-- EXTRACTED DATA --

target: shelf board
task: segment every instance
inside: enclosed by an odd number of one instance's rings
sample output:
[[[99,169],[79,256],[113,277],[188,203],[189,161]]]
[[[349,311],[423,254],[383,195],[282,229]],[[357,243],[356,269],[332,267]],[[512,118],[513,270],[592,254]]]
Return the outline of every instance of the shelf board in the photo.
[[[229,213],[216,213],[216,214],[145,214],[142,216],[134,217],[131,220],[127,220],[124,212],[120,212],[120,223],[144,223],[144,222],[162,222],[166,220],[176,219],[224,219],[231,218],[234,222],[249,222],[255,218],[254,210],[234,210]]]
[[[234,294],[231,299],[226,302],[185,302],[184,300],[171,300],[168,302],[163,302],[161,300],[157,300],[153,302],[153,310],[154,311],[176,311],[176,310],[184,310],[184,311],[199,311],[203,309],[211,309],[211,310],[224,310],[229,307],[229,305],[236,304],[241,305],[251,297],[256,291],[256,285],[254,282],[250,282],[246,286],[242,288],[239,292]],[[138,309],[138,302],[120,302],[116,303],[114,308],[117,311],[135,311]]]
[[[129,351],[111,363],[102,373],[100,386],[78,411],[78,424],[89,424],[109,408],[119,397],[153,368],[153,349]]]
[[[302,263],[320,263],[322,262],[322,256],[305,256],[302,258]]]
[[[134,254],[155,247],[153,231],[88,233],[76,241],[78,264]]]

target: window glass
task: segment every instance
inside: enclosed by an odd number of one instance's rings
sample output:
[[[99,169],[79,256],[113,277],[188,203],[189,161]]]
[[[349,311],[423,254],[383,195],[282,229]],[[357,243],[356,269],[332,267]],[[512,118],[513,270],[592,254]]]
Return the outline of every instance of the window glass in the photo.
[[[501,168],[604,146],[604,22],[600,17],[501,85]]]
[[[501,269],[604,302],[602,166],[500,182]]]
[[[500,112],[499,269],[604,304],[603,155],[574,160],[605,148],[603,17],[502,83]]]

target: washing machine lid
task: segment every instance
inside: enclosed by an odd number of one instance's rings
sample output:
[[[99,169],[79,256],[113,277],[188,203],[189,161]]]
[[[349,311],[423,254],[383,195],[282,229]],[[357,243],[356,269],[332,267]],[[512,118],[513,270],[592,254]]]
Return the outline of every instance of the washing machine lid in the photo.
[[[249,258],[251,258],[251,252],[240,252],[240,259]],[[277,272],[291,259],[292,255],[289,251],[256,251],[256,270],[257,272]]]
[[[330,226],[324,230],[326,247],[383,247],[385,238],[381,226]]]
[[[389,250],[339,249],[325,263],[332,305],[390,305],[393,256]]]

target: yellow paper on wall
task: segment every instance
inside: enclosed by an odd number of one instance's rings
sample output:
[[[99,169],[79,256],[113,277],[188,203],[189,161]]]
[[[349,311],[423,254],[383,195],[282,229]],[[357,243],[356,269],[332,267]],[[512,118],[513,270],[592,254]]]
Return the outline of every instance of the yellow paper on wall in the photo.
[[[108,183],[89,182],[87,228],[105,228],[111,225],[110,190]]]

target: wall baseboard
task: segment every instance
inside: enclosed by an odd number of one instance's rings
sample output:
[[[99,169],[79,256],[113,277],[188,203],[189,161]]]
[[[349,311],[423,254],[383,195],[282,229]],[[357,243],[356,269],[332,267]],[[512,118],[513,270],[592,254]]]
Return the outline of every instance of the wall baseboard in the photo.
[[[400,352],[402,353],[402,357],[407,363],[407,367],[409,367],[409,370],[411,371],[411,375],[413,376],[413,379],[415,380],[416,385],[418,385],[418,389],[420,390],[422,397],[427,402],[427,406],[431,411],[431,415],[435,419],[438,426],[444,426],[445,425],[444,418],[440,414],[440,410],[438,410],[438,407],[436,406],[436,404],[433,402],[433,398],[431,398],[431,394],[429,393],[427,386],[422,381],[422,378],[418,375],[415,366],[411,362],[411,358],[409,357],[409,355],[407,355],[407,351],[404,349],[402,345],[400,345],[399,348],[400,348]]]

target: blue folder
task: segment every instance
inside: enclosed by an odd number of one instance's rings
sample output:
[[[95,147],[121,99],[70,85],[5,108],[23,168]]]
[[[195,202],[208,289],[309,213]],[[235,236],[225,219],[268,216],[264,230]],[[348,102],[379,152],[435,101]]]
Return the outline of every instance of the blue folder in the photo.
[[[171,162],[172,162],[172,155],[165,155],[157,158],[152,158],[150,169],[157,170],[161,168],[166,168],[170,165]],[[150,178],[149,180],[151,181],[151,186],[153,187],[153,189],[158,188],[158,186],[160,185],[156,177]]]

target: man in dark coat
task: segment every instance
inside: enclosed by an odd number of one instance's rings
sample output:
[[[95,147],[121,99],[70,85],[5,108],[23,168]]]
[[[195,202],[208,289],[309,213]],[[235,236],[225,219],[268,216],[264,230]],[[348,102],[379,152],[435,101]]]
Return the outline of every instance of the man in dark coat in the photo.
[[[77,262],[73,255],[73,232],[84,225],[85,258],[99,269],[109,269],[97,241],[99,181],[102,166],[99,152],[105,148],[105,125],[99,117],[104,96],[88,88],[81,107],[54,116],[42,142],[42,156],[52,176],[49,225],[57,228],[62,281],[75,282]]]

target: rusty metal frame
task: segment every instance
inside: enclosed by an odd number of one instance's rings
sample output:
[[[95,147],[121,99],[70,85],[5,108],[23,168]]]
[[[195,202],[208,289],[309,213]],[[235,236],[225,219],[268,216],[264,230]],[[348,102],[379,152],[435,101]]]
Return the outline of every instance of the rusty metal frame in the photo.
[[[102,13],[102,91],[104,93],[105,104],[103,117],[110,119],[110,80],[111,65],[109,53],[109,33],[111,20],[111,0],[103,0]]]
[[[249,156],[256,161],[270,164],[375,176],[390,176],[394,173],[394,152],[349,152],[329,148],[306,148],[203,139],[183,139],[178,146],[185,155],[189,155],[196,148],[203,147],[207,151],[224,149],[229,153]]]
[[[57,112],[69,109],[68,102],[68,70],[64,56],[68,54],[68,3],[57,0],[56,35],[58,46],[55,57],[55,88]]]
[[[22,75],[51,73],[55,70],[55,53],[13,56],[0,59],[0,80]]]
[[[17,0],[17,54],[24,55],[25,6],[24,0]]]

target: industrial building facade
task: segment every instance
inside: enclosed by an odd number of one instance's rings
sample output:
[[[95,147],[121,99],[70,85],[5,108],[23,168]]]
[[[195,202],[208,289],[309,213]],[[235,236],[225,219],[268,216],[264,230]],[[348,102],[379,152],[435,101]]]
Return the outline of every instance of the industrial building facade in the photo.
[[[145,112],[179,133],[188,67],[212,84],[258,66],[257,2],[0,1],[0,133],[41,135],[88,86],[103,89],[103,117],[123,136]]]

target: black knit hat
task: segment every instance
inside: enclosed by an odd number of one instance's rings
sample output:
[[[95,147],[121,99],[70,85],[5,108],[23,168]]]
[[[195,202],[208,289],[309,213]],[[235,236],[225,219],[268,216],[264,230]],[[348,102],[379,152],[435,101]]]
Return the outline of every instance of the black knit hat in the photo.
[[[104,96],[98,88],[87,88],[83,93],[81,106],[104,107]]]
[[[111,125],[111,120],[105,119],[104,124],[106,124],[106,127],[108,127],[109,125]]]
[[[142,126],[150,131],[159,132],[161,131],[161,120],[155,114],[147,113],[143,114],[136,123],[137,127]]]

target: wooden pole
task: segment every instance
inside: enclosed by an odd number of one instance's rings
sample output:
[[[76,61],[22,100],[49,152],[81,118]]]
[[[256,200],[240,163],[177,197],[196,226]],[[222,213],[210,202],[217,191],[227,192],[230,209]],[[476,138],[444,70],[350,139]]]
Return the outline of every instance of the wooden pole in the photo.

-- WORK REQUEST --
Check every line of the listing above for the string "pole", and give the number of lines that have it, nothing more.

-- FINISHED TASK --
2